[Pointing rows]
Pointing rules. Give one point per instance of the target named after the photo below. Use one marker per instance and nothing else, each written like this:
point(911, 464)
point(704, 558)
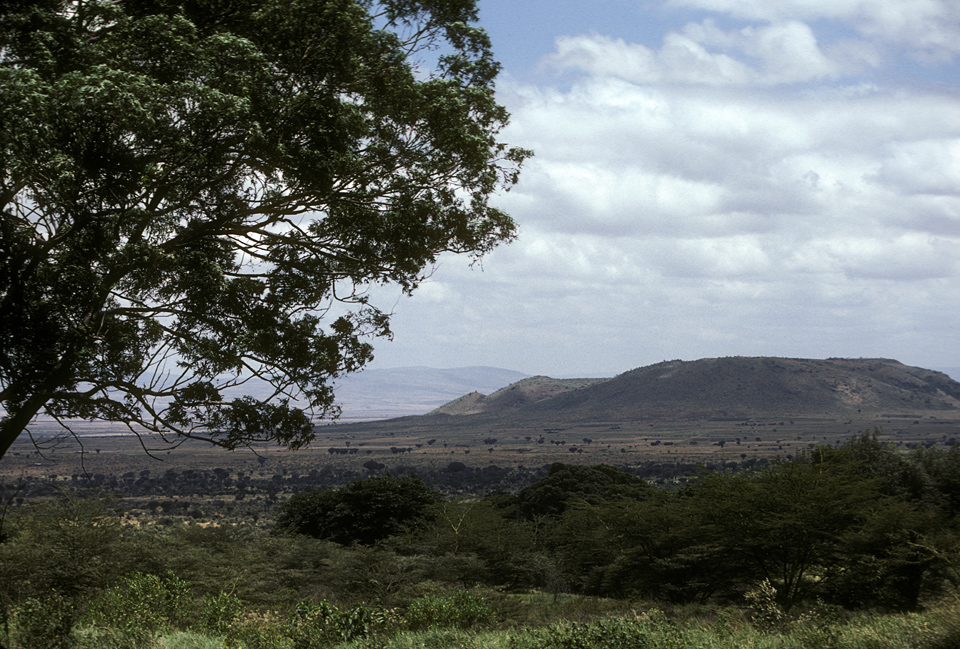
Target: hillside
point(726, 388)
point(396, 392)
point(524, 392)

**Short task**
Quote the stretch from the start of the rows through the line containing "point(396, 392)", both ends included, leaving the pictures out of your answer.

**Output**
Pointing rules. Give one point per instance of the target named after the photo below. Use one marker per instance and nothing else, each written like this:
point(911, 464)
point(704, 558)
Target: hillside
point(726, 388)
point(396, 392)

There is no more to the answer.